- _What needs to be done_: Once you have read the records, write them out again exactly.

--- Given data Enclosed Below ---

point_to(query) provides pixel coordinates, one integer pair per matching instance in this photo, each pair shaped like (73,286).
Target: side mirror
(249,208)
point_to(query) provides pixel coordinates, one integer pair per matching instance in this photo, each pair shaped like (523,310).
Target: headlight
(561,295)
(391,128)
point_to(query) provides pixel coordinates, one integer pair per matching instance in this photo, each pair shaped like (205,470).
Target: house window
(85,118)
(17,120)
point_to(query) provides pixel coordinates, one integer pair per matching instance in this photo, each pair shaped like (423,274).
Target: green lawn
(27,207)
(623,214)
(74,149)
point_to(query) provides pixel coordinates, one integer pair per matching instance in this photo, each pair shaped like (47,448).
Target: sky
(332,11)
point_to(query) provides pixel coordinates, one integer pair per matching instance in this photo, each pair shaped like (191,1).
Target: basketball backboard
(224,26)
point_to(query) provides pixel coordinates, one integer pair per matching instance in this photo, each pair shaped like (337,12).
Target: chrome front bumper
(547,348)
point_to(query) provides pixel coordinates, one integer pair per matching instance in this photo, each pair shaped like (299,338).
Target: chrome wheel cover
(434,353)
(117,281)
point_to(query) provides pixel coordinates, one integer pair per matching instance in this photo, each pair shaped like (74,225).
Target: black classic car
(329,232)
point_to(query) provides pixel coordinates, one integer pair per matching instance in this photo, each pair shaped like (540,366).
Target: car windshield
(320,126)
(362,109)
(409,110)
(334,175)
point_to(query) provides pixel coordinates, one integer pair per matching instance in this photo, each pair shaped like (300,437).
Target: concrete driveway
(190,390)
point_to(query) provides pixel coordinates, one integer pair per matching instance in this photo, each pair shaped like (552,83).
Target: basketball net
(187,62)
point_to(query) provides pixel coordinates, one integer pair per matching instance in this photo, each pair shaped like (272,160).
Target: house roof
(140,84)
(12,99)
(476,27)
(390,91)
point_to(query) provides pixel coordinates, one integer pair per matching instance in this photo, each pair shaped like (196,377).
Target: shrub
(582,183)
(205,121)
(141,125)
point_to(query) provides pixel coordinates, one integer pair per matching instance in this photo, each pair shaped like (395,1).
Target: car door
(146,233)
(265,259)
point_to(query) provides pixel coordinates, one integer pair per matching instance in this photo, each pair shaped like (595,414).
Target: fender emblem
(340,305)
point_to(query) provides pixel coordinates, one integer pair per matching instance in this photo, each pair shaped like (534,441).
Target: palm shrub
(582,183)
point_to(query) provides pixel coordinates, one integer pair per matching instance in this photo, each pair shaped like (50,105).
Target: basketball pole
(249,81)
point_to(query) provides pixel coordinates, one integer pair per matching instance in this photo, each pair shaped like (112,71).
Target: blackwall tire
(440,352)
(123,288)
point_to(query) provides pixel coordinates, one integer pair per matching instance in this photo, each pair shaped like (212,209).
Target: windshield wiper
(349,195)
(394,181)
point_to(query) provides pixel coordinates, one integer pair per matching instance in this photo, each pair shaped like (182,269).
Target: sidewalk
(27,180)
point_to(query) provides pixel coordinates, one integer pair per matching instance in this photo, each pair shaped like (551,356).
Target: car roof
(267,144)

--- End of Enclosed Given data ---

- _Solution for this task_:
point_to(query) provides pixel coordinates, one integer pair per matching instance in this photo, each pair shaped like (73,286).
Target: side mirror
(249,208)
point_to(query) provides pixel coordinates, one integer pair per matching instance in this photo, each pair shaped like (523,310).
Target: headlight
(561,295)
(391,128)
point_to(query) provides pixel coordinates, one integer pair per matching instance in this photo, each pair shaped like (205,470).
Target: house window
(85,118)
(17,120)
point_to(query) provides pixel coordinates, one integer pair per matching instance in this photo, each pair shaped like (423,274).
Target: green lawn
(27,207)
(623,214)
(74,149)
point_to(query) provides pixel coordinates, one integer pair per matching instance in this photo, each pair shaped like (47,448).
Target: sky
(332,11)
point_to(query) provides pixel coordinates, one integer pair per matching instance in this photo, each pair shaped like (191,1).
Target: basketball backboard
(224,26)
point_to(query) provides pixel coordinates, one integer pair per matching instance in this photo, each pair shaped like (337,12).
Target: chrome front bumper
(547,348)
point_to(query) provides pixel coordinates, one integer pair per matching instance in this photo, each pair shaped like (299,338).
Target: chrome wheel cover
(434,353)
(117,281)
point_to(query) provides pixel coordinates, one integer pair per matching instance in this photo, each pair shaped like (74,225).
Target: black classic car
(329,232)
point_to(query) provides pixel coordinates, one integer pair per matching instance in this photo, each pair shaped like (540,366).
Target: car windshield
(320,126)
(362,109)
(409,110)
(334,175)
point_to(query) provides pixel coordinates, one integer pair per matching instance in this photo, each pair shaped like (300,437).
Target: concrete driveway
(190,390)
point_to(query) provides pixel coordinates, one integer pair per matching instance in this photo, each pair shaped like (552,83).
Target: basketball net
(187,62)
point_to(query) provides pixel coordinates, one integer pair per matching instance in this photo, each pair shaped like (272,160).
Target: house roof
(140,84)
(12,99)
(476,27)
(390,91)
point_to(query) provides pixel coordinates, one integer pair per matching instance in this photo, each pair shaped like (196,377).
Target: shrub
(582,183)
(205,121)
(141,125)
point_to(query) provides pixel coordinates, one integer pair per matching instance in this photo, each pair shaped like (395,1).
Target: car door
(146,233)
(265,259)
point_to(query) provides pixel coordinates, one integer pair per matching instance in this photo, each pair shaped like (595,414).
Target: fender emblem
(340,305)
point_to(query) provides pixel coordinates, one integer pair per matching instance in this photo, each pair shaped like (534,441).
Target: palm shrub
(582,183)
point_to(query) provides pixel coordinates, one integer pair per matching instance in this photo, each pair shaped like (50,105).
Target: basketball pole
(249,81)
point_to(query) provides pixel coordinates, one integer pair per matching instance in this photo, each pair shaped like (112,71).
Target: blackwall tire
(440,352)
(123,288)
point_to(query) provides pixel coordinates, one integer pair per matching instance in this photo, each pair shaped like (212,209).
Target: windshield wiper
(349,195)
(394,181)
point_to(query) provides pixel coordinates, one integer pair per matching instance in this photo, each pair shaped like (182,269).
Target: sidewalk
(27,180)
point_to(query) provides pixel coordinates, one integer pair per matching instance in this photo, each pair shaped like (551,356).
Target: car roof
(267,144)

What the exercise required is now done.